# What is needed:
Swap "sitting on grass" for "sitting on the lawn" in the rows that start at the line containing "Could you point to every instance of the girl's" and end with the line containing "<point>512,376</point>". Give back only those lines, with nothing else changed.

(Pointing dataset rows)

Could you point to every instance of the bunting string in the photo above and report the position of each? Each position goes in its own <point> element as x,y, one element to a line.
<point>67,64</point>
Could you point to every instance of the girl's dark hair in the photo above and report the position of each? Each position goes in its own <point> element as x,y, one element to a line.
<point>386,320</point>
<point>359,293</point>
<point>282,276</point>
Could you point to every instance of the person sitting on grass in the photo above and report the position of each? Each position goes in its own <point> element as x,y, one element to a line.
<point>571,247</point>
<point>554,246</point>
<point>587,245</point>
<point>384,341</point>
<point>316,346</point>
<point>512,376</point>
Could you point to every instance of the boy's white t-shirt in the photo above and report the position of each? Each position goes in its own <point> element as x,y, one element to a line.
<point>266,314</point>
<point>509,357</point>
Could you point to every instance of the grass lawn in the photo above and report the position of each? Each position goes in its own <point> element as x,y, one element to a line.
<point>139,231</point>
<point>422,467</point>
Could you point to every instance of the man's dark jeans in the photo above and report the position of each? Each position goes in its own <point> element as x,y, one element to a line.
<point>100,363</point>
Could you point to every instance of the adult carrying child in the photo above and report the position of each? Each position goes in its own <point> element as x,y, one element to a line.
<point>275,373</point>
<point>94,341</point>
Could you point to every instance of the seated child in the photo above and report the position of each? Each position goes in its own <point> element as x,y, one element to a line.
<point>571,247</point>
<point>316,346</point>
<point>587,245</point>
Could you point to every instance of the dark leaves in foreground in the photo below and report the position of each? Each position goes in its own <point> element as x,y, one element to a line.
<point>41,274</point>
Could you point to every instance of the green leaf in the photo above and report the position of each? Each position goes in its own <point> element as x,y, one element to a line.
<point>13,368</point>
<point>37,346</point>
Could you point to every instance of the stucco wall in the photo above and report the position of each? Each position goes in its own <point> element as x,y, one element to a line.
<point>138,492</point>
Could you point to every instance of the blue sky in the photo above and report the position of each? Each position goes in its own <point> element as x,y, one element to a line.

# Written reply:
Could you point to every instance of the girl's dark hair in the photo above and report the position of each? Each position goes in its own <point> element as x,y, one element to a line.
<point>386,320</point>
<point>359,293</point>
<point>282,276</point>
Could you point to every instance of the person sitting on the lawn in the photo above and report the position of each? Each position goes in its own <point> element as x,y, one element to a line.
<point>571,247</point>
<point>554,246</point>
<point>587,245</point>
<point>384,341</point>
<point>316,346</point>
<point>512,376</point>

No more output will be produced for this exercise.